== Some rows ==

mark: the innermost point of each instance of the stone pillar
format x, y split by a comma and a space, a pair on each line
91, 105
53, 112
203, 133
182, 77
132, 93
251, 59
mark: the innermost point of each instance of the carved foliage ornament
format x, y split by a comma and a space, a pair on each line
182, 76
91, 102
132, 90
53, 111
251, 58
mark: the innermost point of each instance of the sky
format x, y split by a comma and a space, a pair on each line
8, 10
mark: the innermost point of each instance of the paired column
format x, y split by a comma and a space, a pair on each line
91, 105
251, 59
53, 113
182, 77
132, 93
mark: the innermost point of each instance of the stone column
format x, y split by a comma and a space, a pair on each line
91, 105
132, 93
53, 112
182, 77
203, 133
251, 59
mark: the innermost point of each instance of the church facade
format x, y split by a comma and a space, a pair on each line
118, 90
...
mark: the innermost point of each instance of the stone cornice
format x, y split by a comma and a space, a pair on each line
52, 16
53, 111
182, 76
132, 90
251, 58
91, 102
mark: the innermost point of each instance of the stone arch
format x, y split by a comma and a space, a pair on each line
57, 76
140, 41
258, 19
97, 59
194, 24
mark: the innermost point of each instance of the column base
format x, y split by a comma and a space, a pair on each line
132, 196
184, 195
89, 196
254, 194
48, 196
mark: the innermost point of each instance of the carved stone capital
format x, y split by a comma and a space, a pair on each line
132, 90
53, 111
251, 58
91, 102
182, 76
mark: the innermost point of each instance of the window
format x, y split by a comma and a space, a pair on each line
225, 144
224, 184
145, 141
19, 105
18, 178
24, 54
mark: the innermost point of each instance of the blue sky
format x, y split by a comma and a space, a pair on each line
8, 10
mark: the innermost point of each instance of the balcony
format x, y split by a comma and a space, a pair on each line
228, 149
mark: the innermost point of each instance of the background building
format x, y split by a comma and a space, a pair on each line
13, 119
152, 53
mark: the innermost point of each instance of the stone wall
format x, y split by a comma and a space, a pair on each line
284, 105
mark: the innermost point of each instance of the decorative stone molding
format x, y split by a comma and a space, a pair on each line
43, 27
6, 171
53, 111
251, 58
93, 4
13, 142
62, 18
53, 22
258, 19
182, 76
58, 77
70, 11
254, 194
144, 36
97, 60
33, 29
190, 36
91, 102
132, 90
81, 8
--
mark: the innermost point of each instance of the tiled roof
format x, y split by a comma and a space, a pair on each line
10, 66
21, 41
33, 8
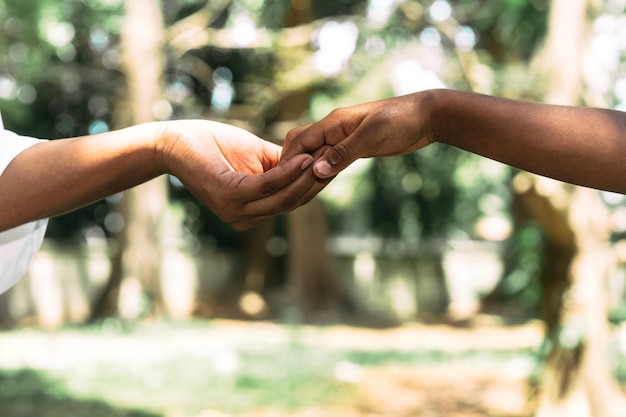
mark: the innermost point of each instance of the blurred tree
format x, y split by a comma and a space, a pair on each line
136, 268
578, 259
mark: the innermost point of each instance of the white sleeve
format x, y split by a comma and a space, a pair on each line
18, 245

== Stated problem ==
Identify every line in the rows above that contains the string "carved", and copy each such line.

== Task solution ==
mark: the innermost point of each instance of the carved foliage ornament
mark: the innermost point of each instance of the carved stone capital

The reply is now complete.